→ EXERCISE MATERIALS

START

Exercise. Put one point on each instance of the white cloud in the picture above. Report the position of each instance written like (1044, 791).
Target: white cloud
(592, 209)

END
START

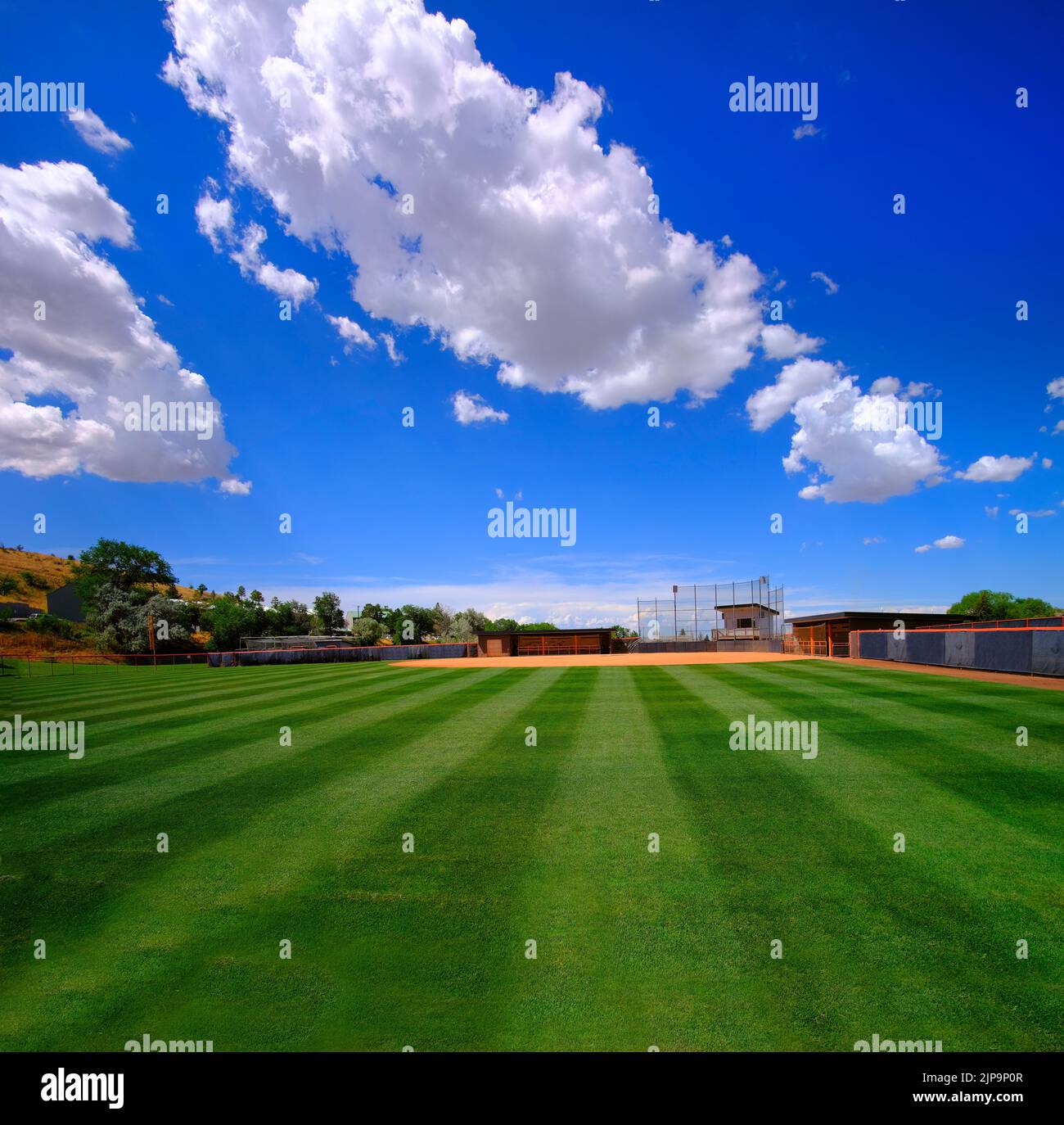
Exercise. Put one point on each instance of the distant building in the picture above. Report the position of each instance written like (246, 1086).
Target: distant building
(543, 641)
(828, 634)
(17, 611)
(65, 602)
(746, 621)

END

→ PROBLEM DETAILS
Count the lines in the data above that contain the string "picture", treating the match as case-sensitive. Reply with the number alone.

→ RESPONSE TO THE TASK
2